Fans can stay in the campground for 24 hours on the day of a single show, or until 12 noon the day after a run of shows ends. Camping at the Gorge requires the purchase of a camping ticket, which can be included in the concert admission ticket price.

The campground at the Gorge sets aside spaces for one car with up to two 2-person tents or a single RV. There are very limited RV hookups at the Gorge campground. Sites are set aside by venue staff on a first-come, first-served basis. Potable water, flush toilets, hot showers, and a convenience store are available on the grounds. The campground also has 24-hour security.

There are also other camping options near the Gorge. Notably, less than 2 mi away is the Wildhorse Campground, which offers a shuttle to and from the venue that is included in the price of camping.

==Shooting==
On June 17, 2023, during the Beyond Wonderland music festival, a mass shooting occurred at a campground near the Gorge Amphitheatre. The shooter killed two people and wounded two others. In addition, a third person, a security guard, was bruised by a bullet that deflected off her eyeglasses. A suspect, 26-year-old U.S. Army personnel James M. Kelly, a native of Strongsville, Ohio, was shot by police and arrested. The two fatalities were a female couple from the Seattle Area. The suspect was allegedly on psychedelic mushrooms during the shooting.

****

PROBLEMS AND TASKS:
A. From the passage about camping at the Gorge, reproduce the part that opens with the words containing "There are also" and closes with "during the shooting.".
B. List every amenity that the passage about camping at the Gorge says is available on the grounds.

GIVEN DATA:
****

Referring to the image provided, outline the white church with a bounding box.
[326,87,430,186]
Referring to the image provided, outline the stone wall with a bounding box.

****

TASK SOLUTIONS:
A.
There are also other camping options near the Gorge. Notably, less than 2 mi away is the Wildhorse Campground, which offers a shuttle to and from the venue that is included in the price of camping.

==Shooting==
On June 17, 2023, during the Beyond Wonderland music festival, a mass shooting occurred at a campground near the Gorge Amphitheatre. The shooter killed two people and wounded two others. In addition, a third person, a security guard, was bruised by a bullet that deflected off her eyeglasses. A suspect, 26-year-old U.S. Army personnel James M. Kelly, a native of Strongsville, Ohio, was shot by police and arrested. The two fatalities were a female couple from the Seattle Area. The suspect was allegedly on psychedelic mushrooms during the shooting.

B. Potable water, flush toilets, hot showers, a convenience store